▶ [Stated task 1] Copy everything in the post about CCR mode and the setpoint from "But a bug report" down to "a hypoxic mix).".
▶ [Stated task 2] Using the post about CCR mode and the setpoint, say whether each statement agrees with it: (a) The writer finds rebreathers interesting. (b) The bug report came from an OC diver. (c) Some of the dive computers that send the event use it to set a setpoint. Answer yes or no for each, quoting the deciding words.
▶ [Stated task 3] Write what comes next in the post about CCR mode and the setpoint, starting after its last sentence.

▶ [Page extract]
+++++

CCR mode and our implementation of the setpoint

Dirk Hohndel dirk at hohndel.org
Fri Feb 6 13:54:29 PST 2015


OK, I'll admit it up front. I don't really care about rebreathers - they
aren't interesting to me. So I clearly haven't paid enough attention to
our CCR support.

But a bug report from an OC diver forced me to dig into this and what I
think I'm beginning to understand doesn't make me happy.

It seems we use a SAMPLE_EVENT_PO2 to change the setpoint in our code,
e.g., in void update_setpoint_events(struct divecomputer *dc) and in the
planner.

Sadly, that event is sent by many dive computers as a WARNING that you
have exceeded the useful PO2 range. You'll get this from your Suunto or
your OSTC or your Cobalt when you went too deep on your gas (and at least
on the EON Steele also when you went to shallow with a hypoxic mix).
These are the only dive computers that support this event - none of them
use it to set a setpoint.

So of course I wondered which brain dead idiot came up with that stupid
idea. And indeed, as the comments in planner.c say:

       /* this is a bad idea - we should get a different SAMPLE_EVENT type
	* reserved for this in libdivecomputer...
	* overloading SMAPLE_EVENT_PO2
	* with a different meaning will only
	* cause confusion elsewhere in the code
	*/
       add_event(dc, lasttime, SAMPLE_EVENT_PO2, 0, po2, "SP change");

Who wrote that crap? Oh. Right. I did.
:facepalm:

So I can't blame Robert for then applying the same logic when he tried to
switch a dive from OC to CCR mode or vice versa. But that doesn't change
the fact that it is simply wrong.

+++++

▶ [Supplied information]
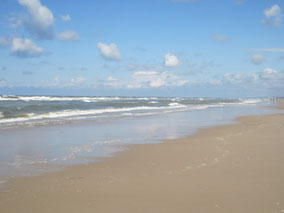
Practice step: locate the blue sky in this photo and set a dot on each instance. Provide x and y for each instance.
(220, 48)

+++++

▶ [Task answer 1]
But a bug report from an OC diver forced me to dig into this and what I
think I'm beginning to understand doesn't make me happy.

It seems we use a SAMPLE_EVENT_PO2 to change the setpoint in our code,
e.g., in void update_setpoint_events(struct divecomputer *dc) and in the
planner.

Sadly, that event is sent by many dive computers as a WARNING that you
have exceeded the useful PO2 range. You'll get this from your Suunto or
your OSTC or your Cobalt when you went too deep on your gas (and at least
on the EON Steele also when you went to shallow with a hypoxic mix).

▶ [Task answer 2]
(a) No: "I don't really care about rebreathers - they aren't interesting to me."
(b) Yes: "a bug report from an OC diver forced me to dig into this"
(c) No: "none of them use it to set a setpoint."

▶ [Task answer 3]
The only way to know if a dive is CCR or OC or something else is the
divemode (and the dctype in the XML). Anything that looks at
SAMPLE_EVENT_PO2 or the presence of setpoint in the samples is wrong.
Once you KNOW that you are in CCR mode, you can use the setpoint in the
sample to detect an OC bailout, but that's it.

This needs to get fixed.

Now the other question is, of course, how do we figure out that a dive is
in CCR mode and that therefore setpoint=0 in a sample does, indeed, imply
bailout, and anything else implies the diver is in CCR mode?

We need to go through dive computer by dive computer and figure out how we
can tell from their data. In the bug report the user has a Predator and
that tells libdivecomputer in every sample if it's in OC or CCR mode.
Right now libdivecomputer completely ignores that bit and happily sends us
setpoint data with every sample, whether the Predator is in OC or CCR
mode. I pushed a patch to the Subsurface-testing branch of libdivecomputer
that has us no longer send the (clearly redundant) setpoint values in OC
mode, but that still doesn't tell us if the dive was indeed at any point
in time a CCR dive.
Instead we need to use the DC_FIELD_DIVEMODE to tell if this is indeed a
CCR dive. So I'll add that to the Predator and to other backends that can
tell us what's what.

So how do we fix the planner? And how do we make sure that switching the
dive mode from the UI actually works and does the right thing?

Robert, Willem, you have spent more time with the code than I have. What
am I missing?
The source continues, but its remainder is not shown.